### [PASSAGE TO READ]
· · ·

= Red Star Rescue =

Red Star Rescue is a program run by the American Humane Association. The purpose of the program is to send volunteer responders to rescue animals in the event of a disaster, or from animal cruelty. The Red Star Rescue team is trained to handle a variety of catastrophes, and they carry resources to set up and operate temporary shelters. The team has nearly 200 volunteers nationwide. In the past five years, Red Star Rescue has saved and sheltered 64,000 pets.

==History==
The Red Star Rescue project was initiated in 1916 after the War Department recruited the American Humane Association to help save hundreds of thousands of horses that were injured during World War I in Europe.

Red Star Rescue carried out animal rescue missions during the September 11 attacks, the 2010 Haiti earthquake, Hurricane Katrina, and Hurricane Sandy. During Hurricane Sandy, the American Humane Association's Red Star Rescue team delivered over 100,000 pounds of food, supplies, and medicine to the areas impacted by the storm.

In 2013, Red Star Rescue was invited by the State of Oklahoma to provide assistance in the aftermath of a tornado. The Red Star Rescue team covered more than 2,000 miles in a little over a day to reach the disaster scene.

An article in Pawcurious states that Red Star Rescue enlists, "exceptionally well trained animal rescue providers" that "provide invaluable support during disasters."

==Lois Pope Rescue Vehicle==
In 2013, the American Humane Association introduced their new "Lois Pope Red Star Rescue Vehicle" to participate in Red Star Rescue efforts. The vehicle is a 50-foot long Ford F-350 with an emergency response trailer attached that is outfitted to provide a wide variety of emergency services.

· · ·

### [WHAT TO DO]
[a] Copy from the Red Star Rescue article the part that opens with the words containing "In 2013, Red" and closes with "the disaster scene.".
[b] Resume the Red Star Rescue article from the point where it stops.

· · ·

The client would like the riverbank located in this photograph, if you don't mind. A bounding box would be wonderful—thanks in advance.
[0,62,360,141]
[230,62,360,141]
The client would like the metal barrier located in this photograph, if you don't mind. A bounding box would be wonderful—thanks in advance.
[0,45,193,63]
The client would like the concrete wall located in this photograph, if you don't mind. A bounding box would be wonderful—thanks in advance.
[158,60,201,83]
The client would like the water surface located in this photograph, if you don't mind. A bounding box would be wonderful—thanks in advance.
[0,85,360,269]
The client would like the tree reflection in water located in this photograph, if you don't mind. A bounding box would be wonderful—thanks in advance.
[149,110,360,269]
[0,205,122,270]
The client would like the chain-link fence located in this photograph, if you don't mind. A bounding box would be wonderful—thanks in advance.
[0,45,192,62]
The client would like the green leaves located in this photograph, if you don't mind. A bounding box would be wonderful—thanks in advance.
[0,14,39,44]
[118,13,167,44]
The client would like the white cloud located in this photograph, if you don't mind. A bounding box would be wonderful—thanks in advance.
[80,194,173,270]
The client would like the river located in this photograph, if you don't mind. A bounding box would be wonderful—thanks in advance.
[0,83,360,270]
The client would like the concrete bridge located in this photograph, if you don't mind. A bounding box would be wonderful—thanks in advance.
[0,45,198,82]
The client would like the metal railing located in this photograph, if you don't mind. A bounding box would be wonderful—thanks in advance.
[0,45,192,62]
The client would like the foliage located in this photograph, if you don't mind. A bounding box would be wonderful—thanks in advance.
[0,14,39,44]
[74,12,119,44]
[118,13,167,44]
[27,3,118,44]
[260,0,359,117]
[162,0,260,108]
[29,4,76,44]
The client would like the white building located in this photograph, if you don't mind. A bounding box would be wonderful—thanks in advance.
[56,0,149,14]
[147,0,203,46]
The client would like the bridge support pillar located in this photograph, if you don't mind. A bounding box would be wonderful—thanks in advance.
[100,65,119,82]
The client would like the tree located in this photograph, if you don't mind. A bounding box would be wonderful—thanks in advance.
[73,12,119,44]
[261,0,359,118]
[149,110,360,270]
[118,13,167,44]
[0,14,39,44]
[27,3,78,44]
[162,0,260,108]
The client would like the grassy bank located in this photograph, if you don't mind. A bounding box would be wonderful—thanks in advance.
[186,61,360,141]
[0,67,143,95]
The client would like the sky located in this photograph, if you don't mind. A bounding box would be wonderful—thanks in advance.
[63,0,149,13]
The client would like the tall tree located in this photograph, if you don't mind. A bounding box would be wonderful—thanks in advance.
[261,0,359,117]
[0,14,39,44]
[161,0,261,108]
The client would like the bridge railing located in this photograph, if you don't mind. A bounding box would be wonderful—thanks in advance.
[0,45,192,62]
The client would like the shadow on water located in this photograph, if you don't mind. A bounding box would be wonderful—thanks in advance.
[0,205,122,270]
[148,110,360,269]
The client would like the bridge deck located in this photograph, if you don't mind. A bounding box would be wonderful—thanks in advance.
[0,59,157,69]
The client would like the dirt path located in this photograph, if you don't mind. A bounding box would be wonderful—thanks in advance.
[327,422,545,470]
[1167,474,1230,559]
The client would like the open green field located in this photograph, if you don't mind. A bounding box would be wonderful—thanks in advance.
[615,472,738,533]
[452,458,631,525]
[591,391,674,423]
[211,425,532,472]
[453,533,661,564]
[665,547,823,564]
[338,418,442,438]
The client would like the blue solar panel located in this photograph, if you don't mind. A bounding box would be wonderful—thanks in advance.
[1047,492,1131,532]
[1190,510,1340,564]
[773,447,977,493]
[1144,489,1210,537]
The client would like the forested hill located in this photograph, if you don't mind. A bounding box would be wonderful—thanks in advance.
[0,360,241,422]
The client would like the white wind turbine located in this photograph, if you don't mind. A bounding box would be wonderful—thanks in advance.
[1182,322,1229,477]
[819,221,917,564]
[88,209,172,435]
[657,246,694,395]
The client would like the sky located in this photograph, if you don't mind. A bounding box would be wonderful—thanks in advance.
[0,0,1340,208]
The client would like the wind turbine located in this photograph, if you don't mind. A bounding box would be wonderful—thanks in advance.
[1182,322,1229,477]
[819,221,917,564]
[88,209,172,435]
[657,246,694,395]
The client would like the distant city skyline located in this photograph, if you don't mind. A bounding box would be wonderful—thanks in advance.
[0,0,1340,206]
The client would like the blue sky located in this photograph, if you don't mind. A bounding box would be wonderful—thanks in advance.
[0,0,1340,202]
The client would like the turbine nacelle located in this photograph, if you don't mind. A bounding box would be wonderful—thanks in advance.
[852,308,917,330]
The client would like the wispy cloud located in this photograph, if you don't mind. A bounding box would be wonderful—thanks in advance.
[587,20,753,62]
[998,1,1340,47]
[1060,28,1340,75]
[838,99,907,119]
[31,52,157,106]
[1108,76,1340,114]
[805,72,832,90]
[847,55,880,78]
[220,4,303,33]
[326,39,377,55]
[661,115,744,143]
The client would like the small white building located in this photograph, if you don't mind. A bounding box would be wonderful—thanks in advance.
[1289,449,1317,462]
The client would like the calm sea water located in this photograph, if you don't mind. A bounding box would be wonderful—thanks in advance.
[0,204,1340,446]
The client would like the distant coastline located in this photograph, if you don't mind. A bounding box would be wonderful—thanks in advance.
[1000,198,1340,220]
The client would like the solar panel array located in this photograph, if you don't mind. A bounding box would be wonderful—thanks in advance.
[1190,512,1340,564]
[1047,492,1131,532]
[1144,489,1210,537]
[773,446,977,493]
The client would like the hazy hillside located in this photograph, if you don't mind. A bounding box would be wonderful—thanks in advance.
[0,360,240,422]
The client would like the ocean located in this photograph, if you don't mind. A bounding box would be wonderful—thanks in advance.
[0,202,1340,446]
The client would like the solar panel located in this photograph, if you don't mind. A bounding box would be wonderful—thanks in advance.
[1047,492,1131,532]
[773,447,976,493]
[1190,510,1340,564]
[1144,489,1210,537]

· · ·

### [TASK-BY-TASK OUTPUTS]
[a]
In 2013, Red Star Rescue was invited by the State of Oklahoma to provide assistance in the aftermath of a tornado. The Red Star Rescue team covered more than 2,000 miles in a little over a day to reach the disaster scene.

[b]
Red Star Rescue also has an 82-foot truck in its fleet. the rig was used to rescue animals that were affected by Hurricane Sandy in Pennsylvania.

Red Star Rescue has vehicles equipped to shelter up to 100 animals that are regularly deployed in their rescue efforts.

==Work Against Animal Cruelty==
Red Star Rescue performs large-scale operations to rescue animals from fighting rings and dangerous shelters.

In 2014, the New Jersey Society for the Prevention of Cruelty to Animals (NJSPCA) requested the services of Red Star Rescue to save animals following the receivership of a shelter in the borough of Helmetta. Red Star Rescue removed 100 cats and dogs from dangerous conditions. The animal shelter was quarantined by the department of health.

Red Star Rescue also took in 225 dogs following the breakup of a multi-state dogfighting operation with locations in Baltimore and West Virginia. 22 individuals were indicted for their role in the dog-fighting ring.